> _Set exercise_:
Your task is to output the listing word for word, with pictures excluded.

> _Record set_:

*-*-*

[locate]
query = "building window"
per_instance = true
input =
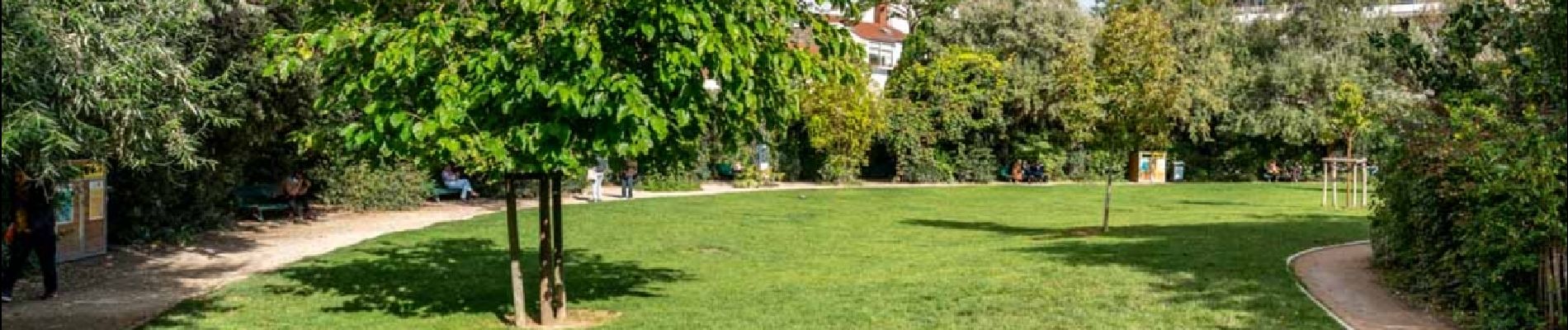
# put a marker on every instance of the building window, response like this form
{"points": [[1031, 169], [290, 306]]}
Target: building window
{"points": [[878, 59]]}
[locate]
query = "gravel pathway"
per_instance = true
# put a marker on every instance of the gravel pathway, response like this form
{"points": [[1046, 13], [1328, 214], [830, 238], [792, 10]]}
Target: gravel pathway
{"points": [[1343, 279], [130, 286]]}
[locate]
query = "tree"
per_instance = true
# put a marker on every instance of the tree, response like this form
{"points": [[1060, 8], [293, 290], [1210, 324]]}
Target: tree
{"points": [[843, 120], [116, 82], [536, 87], [1350, 115], [946, 116], [1045, 47], [1139, 82]]}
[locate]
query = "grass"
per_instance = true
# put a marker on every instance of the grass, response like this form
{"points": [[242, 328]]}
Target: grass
{"points": [[987, 257]]}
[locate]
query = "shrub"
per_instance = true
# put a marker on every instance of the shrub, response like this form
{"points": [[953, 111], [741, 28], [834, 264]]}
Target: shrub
{"points": [[364, 186], [1466, 210]]}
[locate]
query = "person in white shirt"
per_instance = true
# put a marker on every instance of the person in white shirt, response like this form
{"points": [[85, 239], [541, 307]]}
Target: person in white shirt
{"points": [[596, 180]]}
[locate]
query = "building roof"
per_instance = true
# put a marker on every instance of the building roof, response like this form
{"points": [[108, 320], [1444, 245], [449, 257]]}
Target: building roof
{"points": [[878, 31]]}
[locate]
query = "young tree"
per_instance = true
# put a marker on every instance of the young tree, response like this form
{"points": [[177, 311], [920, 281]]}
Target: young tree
{"points": [[947, 115], [1141, 87], [843, 120], [1348, 115], [535, 87]]}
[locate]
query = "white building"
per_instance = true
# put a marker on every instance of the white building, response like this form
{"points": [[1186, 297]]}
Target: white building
{"points": [[878, 30]]}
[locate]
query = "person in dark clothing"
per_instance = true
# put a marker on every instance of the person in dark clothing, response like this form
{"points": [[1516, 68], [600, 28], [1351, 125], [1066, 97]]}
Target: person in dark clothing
{"points": [[31, 233]]}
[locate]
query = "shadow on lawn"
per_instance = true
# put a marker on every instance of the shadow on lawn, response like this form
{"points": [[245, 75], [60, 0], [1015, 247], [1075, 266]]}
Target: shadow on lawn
{"points": [[451, 277], [1235, 266]]}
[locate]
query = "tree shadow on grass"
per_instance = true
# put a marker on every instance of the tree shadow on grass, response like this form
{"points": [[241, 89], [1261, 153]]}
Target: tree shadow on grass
{"points": [[1236, 266], [1214, 202], [442, 277]]}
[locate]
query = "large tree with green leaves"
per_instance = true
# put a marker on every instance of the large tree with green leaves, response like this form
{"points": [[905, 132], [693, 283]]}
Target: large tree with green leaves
{"points": [[540, 85], [843, 120], [1046, 54], [946, 116], [1144, 94], [118, 82]]}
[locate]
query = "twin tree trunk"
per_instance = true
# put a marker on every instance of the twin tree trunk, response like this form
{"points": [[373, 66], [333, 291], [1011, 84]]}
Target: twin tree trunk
{"points": [[552, 254], [1104, 219]]}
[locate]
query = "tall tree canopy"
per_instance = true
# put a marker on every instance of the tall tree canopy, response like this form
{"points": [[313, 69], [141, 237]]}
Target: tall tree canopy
{"points": [[1045, 50], [121, 82], [536, 85]]}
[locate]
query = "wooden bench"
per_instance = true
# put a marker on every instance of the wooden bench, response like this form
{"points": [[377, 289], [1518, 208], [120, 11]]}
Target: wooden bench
{"points": [[257, 199], [437, 191]]}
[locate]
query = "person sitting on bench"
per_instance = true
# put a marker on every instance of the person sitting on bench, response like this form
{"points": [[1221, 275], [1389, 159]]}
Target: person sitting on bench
{"points": [[455, 180]]}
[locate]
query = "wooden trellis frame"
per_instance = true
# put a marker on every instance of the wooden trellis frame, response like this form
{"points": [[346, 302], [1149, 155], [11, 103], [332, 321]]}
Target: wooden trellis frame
{"points": [[1357, 191]]}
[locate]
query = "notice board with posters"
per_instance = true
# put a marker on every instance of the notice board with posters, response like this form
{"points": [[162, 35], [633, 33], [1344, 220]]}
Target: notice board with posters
{"points": [[80, 213]]}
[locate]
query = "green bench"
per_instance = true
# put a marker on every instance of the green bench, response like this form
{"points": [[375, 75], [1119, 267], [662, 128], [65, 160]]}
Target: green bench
{"points": [[257, 199], [437, 191]]}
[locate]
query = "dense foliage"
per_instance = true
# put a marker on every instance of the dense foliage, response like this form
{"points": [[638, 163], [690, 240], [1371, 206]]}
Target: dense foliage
{"points": [[362, 186], [1474, 197], [121, 82], [843, 120], [527, 87], [154, 88]]}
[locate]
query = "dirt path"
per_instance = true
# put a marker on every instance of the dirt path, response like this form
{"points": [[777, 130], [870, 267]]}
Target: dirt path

*-*-*

> _The solution_:
[locate]
query = "building window"
per_instance = true
input =
# put a marker on every instance of the building window, response like this form
{"points": [[1031, 169], [290, 306]]}
Target: building window
{"points": [[878, 59]]}
[locate]
query = "gravel pathway"
per_instance = true
# put a marker on every instance of the gravel pathway, response like this form
{"points": [[1046, 13], [1328, 214], [830, 238], [792, 10]]}
Target: gravel pathway
{"points": [[1343, 279], [130, 286]]}
[locate]
query = "tree"
per_instance = true
# put a marker on every instance of the tree, response like this form
{"points": [[1060, 8], [293, 290], [1210, 324]]}
Target: tree
{"points": [[843, 120], [116, 82], [536, 87], [1350, 115], [946, 116], [1045, 47], [1139, 82]]}
[locate]
query = "grass"
per_instance = true
# put a marker on every instance of the grass, response like this form
{"points": [[242, 328]]}
Target: grass
{"points": [[987, 257]]}
[locate]
query = "shrub"
per_instance = true
# put a marker on every instance of the shrub, response like this form
{"points": [[953, 111], [741, 28], [834, 264]]}
Target: shrub
{"points": [[364, 186], [1466, 210]]}
[locate]
query = "person in white shirt"
per_instance = true
# put a marker on every instance of the person in white shirt, response like this form
{"points": [[85, 239], [541, 307]]}
Target: person in white shirt
{"points": [[596, 180]]}
[locate]
query = "building roof"
per_instance = true
# put a marker on every instance of the building roof, response like this form
{"points": [[108, 320], [1444, 245], [449, 257]]}
Target: building roof
{"points": [[878, 31]]}
[locate]
query = "young tree"
per_instance = true
# put a marker on every instance of the young tree, response like this form
{"points": [[177, 311], [920, 281]]}
Target: young tree
{"points": [[947, 115], [1141, 87], [843, 120], [1348, 115], [535, 87]]}
[locate]
query = "white building"
per_instance = true
# put a marker on every instance of the white building, response like this form
{"points": [[1186, 297]]}
Target: white building
{"points": [[878, 30]]}
[locate]
query = "person in dark clothing"
per_instance = true
# put a marker on every instance of the person in dark clothing, response like this form
{"points": [[1516, 68], [600, 28], [1351, 125], [1066, 97]]}
Target: person in dark clothing
{"points": [[31, 233]]}
[locate]
query = "shadow on lawn"
per_instance = true
# put a marker on every instance of the shadow on lawn, response like this form
{"points": [[245, 75], [60, 0], [1015, 247], [1075, 266]]}
Target: shadow on lawn
{"points": [[451, 277], [1235, 266]]}
[locate]
query = "tree shadow on grass"
per_instance = true
# put a marker on every instance of the tree shadow on grass, response like this form
{"points": [[241, 89], [1261, 153]]}
Target: tree shadow on grass
{"points": [[1236, 266], [1214, 202], [442, 277]]}
[locate]
query = "large tree with green leaves"
per_instance = true
# put a marker on every instance of the large tree with green leaves, response like this form
{"points": [[905, 132], [693, 283]]}
Target: large tree with green leaves
{"points": [[540, 85], [843, 120], [1046, 54], [946, 116], [1144, 94], [118, 82]]}
[locate]
query = "twin tree trunk"
per_instance = true
# put a marker on every instance of the twin tree trunk, response like this form
{"points": [[373, 66], [333, 291], [1011, 84]]}
Target: twin tree trunk
{"points": [[552, 254], [1104, 219]]}
[locate]
query = "tall tree canopy"
per_instance = true
# put a marker on every instance of the tall tree canopy, response like this form
{"points": [[313, 69], [141, 237]]}
Target: tall tree canopy
{"points": [[1045, 50], [121, 82], [536, 85]]}
[locate]
query = "wooden bench"
per_instance = true
# put a marker on every instance of the wooden bench, response like this form
{"points": [[377, 289], [1518, 208], [120, 11]]}
Target: wooden bench
{"points": [[257, 199], [437, 191]]}
[locate]
query = "person sitting on bench"
per_instance = true
# put a marker on every instance of the person sitting on bench, response like this form
{"points": [[1221, 275], [1389, 159]]}
Target: person sitting on bench
{"points": [[455, 180]]}
[locate]
query = "wooden trellis frame"
per_instance = true
# put a marker on every instance of the wooden trellis frame, response like this form
{"points": [[346, 302], [1149, 155], [11, 103], [332, 321]]}
Target: wooden trellis frame
{"points": [[1357, 191]]}
[locate]
query = "notice board with posters"
per_instance = true
# put a marker on every instance of the notice board with posters, response like this form
{"points": [[162, 35], [633, 33], [1344, 220]]}
Target: notice board with posters
{"points": [[80, 213]]}
[locate]
query = "green bench"
per_instance = true
# put a marker on every instance of the green bench, response like this form
{"points": [[375, 75], [1119, 267], [662, 128], [65, 160]]}
Target: green bench
{"points": [[257, 199], [437, 191]]}
[locate]
query = "dense foliage"
per_instance = true
# put a marker on every instance of the dense foliage, response like this form
{"points": [[638, 163], [690, 240], [1371, 206]]}
Target: dense foliage
{"points": [[362, 186], [1474, 197], [121, 82], [843, 120], [527, 87], [154, 88]]}
[locate]
query = "dirt path"
per_instance = true
# put a marker on every instance of the dirt path, response like this form
{"points": [[777, 130], [870, 267]]}
Target: dirt path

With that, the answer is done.